(Extracted data entries)
+===+

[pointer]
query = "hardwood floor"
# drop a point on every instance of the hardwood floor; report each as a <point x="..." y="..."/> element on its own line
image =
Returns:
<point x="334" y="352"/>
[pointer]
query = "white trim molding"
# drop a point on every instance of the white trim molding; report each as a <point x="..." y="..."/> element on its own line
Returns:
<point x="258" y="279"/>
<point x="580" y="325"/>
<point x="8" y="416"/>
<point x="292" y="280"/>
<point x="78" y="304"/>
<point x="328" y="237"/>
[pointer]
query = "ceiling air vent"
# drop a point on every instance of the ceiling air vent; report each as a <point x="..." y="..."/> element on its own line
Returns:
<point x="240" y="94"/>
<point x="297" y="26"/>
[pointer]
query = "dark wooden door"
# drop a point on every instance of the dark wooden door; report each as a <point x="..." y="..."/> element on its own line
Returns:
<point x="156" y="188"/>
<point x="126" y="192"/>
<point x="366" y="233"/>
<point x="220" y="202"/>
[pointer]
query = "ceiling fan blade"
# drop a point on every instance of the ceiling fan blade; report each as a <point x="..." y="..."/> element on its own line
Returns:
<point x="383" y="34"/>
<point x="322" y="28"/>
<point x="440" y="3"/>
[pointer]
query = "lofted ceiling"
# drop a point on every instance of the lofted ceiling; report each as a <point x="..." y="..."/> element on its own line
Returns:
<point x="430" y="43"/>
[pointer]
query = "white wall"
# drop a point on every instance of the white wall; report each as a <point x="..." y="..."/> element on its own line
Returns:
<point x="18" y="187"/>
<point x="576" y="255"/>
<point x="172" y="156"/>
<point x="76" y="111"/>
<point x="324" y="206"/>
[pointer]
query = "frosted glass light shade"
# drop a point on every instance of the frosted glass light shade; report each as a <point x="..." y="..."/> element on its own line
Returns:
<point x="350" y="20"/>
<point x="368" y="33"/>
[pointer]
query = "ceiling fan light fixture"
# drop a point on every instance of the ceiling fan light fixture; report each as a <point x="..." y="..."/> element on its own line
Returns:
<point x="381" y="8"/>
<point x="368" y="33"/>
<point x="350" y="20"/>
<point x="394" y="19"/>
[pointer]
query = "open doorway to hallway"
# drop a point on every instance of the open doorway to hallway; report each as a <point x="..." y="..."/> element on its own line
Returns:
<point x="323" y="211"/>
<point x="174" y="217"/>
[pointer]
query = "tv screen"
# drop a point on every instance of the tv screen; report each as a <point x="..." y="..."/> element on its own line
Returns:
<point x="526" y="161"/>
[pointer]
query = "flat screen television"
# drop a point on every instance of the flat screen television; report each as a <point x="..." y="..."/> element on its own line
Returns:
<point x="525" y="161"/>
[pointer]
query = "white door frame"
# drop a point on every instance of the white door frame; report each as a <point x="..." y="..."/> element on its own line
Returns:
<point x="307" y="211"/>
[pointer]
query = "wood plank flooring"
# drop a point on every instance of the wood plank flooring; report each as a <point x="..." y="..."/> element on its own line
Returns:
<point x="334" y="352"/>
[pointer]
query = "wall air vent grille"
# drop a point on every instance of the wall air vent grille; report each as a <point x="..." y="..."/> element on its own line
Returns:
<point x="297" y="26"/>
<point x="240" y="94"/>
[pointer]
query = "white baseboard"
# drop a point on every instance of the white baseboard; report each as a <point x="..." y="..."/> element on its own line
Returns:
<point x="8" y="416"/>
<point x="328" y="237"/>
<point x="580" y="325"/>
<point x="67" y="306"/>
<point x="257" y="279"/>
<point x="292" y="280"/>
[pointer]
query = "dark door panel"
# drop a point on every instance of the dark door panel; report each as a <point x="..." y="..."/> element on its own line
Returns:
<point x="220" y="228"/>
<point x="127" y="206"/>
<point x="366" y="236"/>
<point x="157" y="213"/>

+===+

● WHAT IS REQUIRED:
Quote every line of the data, word for word.

● FULL OUTPUT:
[pointer]
query = "hardwood floor"
# drop a point on every instance of the hardwood floor; report each as a <point x="..." y="..."/> element on its own line
image =
Returns:
<point x="334" y="352"/>
[pointer]
query = "white trim molding"
# drop a point on every instance of the white trim molding; report each as a <point x="..." y="..."/> element on its own line
Returns:
<point x="258" y="279"/>
<point x="580" y="325"/>
<point x="8" y="416"/>
<point x="292" y="280"/>
<point x="78" y="304"/>
<point x="328" y="237"/>
[pointer]
query = "ceiling air vent"
# drop a point on every instance of the ceiling air vent; report each as a <point x="..." y="..."/> element on its own line
Returns:
<point x="240" y="94"/>
<point x="297" y="26"/>
[pointer]
query = "dark wooden door"
# drop a point on every instance of the dark wooden door; report each as a <point x="..." y="..."/> element on its own line
Returns:
<point x="156" y="188"/>
<point x="126" y="192"/>
<point x="366" y="233"/>
<point x="220" y="202"/>
[pointer]
query = "ceiling fan blade"
# drop a point on every instance of the ceiling fan blade; report each as a <point x="..." y="..."/> element on its own line
Returns:
<point x="383" y="34"/>
<point x="322" y="28"/>
<point x="440" y="3"/>
[pointer]
query = "lofted ceiling"
# drop a point on every instance of the lofted ceiling; report each as a <point x="..." y="..."/> element on its own line
Returns:
<point x="430" y="43"/>
[pointer]
query = "white wall"
# drop a point on every instance of the white wall; report each as a <point x="..." y="..."/> element on its own line
Returns:
<point x="18" y="187"/>
<point x="576" y="255"/>
<point x="172" y="156"/>
<point x="76" y="111"/>
<point x="324" y="206"/>
[pointer]
query = "frosted glass light shade"
# drop a point on every instance of the frosted glass light shade; report each as a <point x="..." y="..."/> element on its own line
Returns:
<point x="350" y="20"/>
<point x="368" y="33"/>
[pointer]
query = "ceiling fan light fixture"
# drop a point on every instance of the ceiling fan light fixture; report each as a <point x="..." y="..."/> element on its own line
Returns:
<point x="381" y="8"/>
<point x="368" y="33"/>
<point x="350" y="20"/>
<point x="394" y="19"/>
[pointer]
query = "open doorway to hallway"
# drop a point on every instance of the open doorway to hallway; report each as a <point x="..." y="..."/> element on its own line
Returns:
<point x="323" y="211"/>
<point x="174" y="217"/>
[pointer]
query = "tv screen"
# drop a point on every instance of the tv screen; report each as a <point x="..." y="..."/> element on its own line
Returns:
<point x="526" y="161"/>
[pointer]
query = "flat screen television"
# drop a point on every instance of the flat screen television; report each as a <point x="..." y="..."/> element on its own line
Returns:
<point x="525" y="161"/>
[pointer]
query = "white door frame"
# drop a point on every instance of the white door frame; report each as a <point x="..." y="..."/> element on its own line
Returns:
<point x="307" y="211"/>
[pointer]
query = "wood plank flooring"
# drop a point on every instance of the wood plank flooring; report each as a <point x="..." y="..."/> element on its own line
Returns:
<point x="334" y="352"/>
[pointer]
query = "wall air vent grille"
# drop a point on every instance of the wall air vent grille; report each as a <point x="..." y="..."/> element on its own line
Returns:
<point x="297" y="26"/>
<point x="240" y="94"/>
[pointer]
query = "white baseboard"
# drop a point on every instance of the white baseboard; report each as a <point x="..." y="..."/> element on its own line
Returns:
<point x="8" y="416"/>
<point x="328" y="237"/>
<point x="580" y="325"/>
<point x="67" y="306"/>
<point x="257" y="279"/>
<point x="292" y="280"/>
[pointer]
query = "dark door panel"
# drop a point on every instance of the dark door panel; report each as a <point x="..." y="..."/> element on its own line
Returns:
<point x="220" y="228"/>
<point x="127" y="206"/>
<point x="366" y="236"/>
<point x="157" y="213"/>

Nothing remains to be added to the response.